▶ What the task requires
Switch every "deepest" to "innermost" throughout the records below, then write out all the lines again with nothing else changed and the pictures left out.

▶ Data items
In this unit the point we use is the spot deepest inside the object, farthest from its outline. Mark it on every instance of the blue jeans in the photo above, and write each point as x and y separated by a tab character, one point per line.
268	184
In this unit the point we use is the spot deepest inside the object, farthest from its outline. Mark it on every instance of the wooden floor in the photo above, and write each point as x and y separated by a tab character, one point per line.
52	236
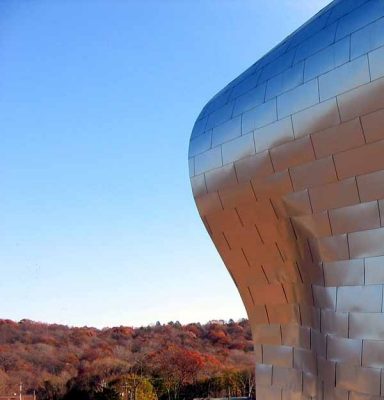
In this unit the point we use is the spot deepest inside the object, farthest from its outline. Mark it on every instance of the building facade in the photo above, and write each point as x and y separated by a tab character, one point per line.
287	170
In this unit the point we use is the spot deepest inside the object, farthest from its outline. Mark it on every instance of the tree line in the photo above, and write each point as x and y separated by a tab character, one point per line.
159	362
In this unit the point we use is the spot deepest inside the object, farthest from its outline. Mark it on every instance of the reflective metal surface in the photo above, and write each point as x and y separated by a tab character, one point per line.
287	170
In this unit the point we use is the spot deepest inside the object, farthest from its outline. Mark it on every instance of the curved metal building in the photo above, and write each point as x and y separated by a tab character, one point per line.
287	170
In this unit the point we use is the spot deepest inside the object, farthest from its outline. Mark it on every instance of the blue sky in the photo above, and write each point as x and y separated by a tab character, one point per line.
97	221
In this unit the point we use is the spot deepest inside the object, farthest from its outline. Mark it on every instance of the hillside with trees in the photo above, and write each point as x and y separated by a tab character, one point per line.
160	362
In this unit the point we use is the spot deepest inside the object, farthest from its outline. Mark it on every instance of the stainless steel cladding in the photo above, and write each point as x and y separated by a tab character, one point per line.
287	169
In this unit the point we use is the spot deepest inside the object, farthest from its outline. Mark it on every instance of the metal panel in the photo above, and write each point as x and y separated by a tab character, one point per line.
344	78
273	134
227	131
367	39
339	138
376	62
297	211
328	59
316	118
238	148
259	116
297	99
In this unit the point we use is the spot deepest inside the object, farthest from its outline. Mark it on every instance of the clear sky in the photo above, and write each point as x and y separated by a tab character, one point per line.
98	98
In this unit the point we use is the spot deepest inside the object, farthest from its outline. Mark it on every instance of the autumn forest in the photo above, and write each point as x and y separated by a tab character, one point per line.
159	362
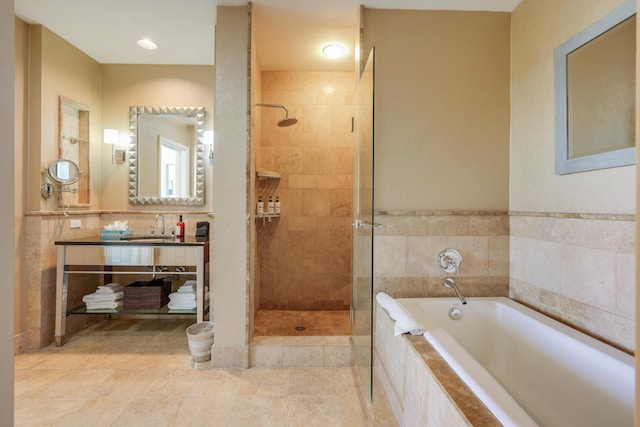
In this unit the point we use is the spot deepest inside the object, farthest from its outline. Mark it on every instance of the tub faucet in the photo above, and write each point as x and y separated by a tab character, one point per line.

▶ Completed exercise
In this unit the point we use is the spot innermost inside the object, farthest from its outline. Mark it on every instance of the blue jeans in the photo above, and write each point as x and y separated by a tab character, one point per line.
268	184
In this unit the point we use is the spot innermost inside the object, farthest from its outline. Mark it on every instance of the wooden floor in the photo above, and write each point as x and y separated by a tab character, one point per line.
52	236
In this unit the point we use is the spot innermost inside the object, farthest from its outline. Mark it on every instance of the building facade in the photo above, and write each point as x and y separated by a tab character, one point per line.
287	170
In this unit the point we use is the spot innermost inside the object, farthest from its outline. Mark it on every instance of the tree line in the photo above, and write each point as x and y separated by a tab character, one point per line.
159	362
In this unit the point we use is the spot innermost inside the object, farthest from its outline. Mark it on every instance of the reflective metal surface in the photo above, and write each point as x and y separated by a tab character, one point per line.
287	170
In this unit the point we use is the spot innermost inside the object, farthest from its outline. Mark it on every instance of the curved metal building in the photo above, and write each point as x and y separated by a tab character, one point per line.
287	170
In this unit the point we use is the spot innermost inside the object, farthest from its outline. Mark it on every instance of the blue sky in the photo above, and write each point as x and y separated by a tab character, one point per line.
97	221
In this unit the point we use is the spot innermost inside the object, farthest from its outline. Mark it on every instance of the hillside with trees in the photo above, and write each point as x and y separated by a tab character, one point per line.
160	362
In this unit the point we use is the spot innermost inside the object, farthest from its outline. Mark it on every instance of the stainless steel cladding in the photo above, and write each point as x and y separated by a tab character, one point per line.
287	169
In this unit the point we use is the spot innermost inside the object, farthest from its outline. Mark it on every instance of the metal panel in the photo above, and write each point as x and y separated by a tab character, one point per line.
344	78
273	134
227	131
367	39
339	138
376	62
297	211
328	59
316	118
238	148
259	116
297	99
In this unit the point we use is the spot innermost inside the object, farthest from its outline. Mark it on every instance of the clear sky in the photo above, and write each point as x and y separated by a tab character, one point per line.
98	98
In this unit the point we use is the spot innermost inside the object, farthest from its outline. Mark it on every instance of the autumn forest in the photo above, and write each point as x and y separated by a tab character, one point per line.
159	362
In this unit the point we use is the spot innermost inside the object, farthest from its outline. Mark it on every instance of the tub faucet in the photo above, and write each point as x and y separated by a tab character, one point per line.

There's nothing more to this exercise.